Copy each line of the data that has "instance" in it.

═══ EXERCISE INPUT ═══

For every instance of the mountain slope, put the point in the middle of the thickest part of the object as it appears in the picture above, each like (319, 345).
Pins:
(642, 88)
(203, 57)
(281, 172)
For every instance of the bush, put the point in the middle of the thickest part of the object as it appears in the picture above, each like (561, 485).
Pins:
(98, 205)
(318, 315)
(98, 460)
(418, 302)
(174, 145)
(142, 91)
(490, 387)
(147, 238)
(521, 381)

═══
═══ EXERCISE INPUT ═══

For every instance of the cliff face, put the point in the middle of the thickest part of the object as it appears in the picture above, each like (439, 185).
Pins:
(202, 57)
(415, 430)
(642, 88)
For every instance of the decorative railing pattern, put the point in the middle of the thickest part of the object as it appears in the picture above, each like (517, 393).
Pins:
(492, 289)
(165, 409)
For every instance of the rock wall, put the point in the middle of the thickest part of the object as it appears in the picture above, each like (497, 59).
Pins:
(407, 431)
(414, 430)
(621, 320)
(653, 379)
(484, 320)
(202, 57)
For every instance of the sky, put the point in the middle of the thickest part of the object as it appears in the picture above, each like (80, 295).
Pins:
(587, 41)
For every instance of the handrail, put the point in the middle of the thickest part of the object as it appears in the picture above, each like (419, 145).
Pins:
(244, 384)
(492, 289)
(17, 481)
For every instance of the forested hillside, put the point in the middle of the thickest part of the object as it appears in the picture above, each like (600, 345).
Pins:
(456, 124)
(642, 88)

═══

ANSWER FOR THE TASK:
For every instance of the mountain slope, put the point in the middle of the thickest part of the object as it appears in the picture above, each like (319, 345).
For every instance of the bush, put the point in the middle of the thickest part of the object as it appears in the picture above, each like (561, 485).
For every instance of the cliff face, put the point in the middle of the thickest part of the object as it appears in the picture above, each like (439, 185).
For every instance of the decorative railing pattern, put the point in the middle of the thickest part of the object as it appears in the picture above, each like (517, 393).
For every instance of the rock wall, put the point in the middle of the thickest part of the object as it appears in the picture above, each like (497, 59).
For every instance of the sky, put the point in the middle of the thickest part of the object as it appears in the picture above, each like (80, 295).
For every instance of the handrail, put the point in the middle of the thickest part of the object as it appears in the picture above, each like (419, 145).
For every instance of the forested hillside, put the point in the middle of the thickest part of the object as it appears in the picture above, each like (600, 345).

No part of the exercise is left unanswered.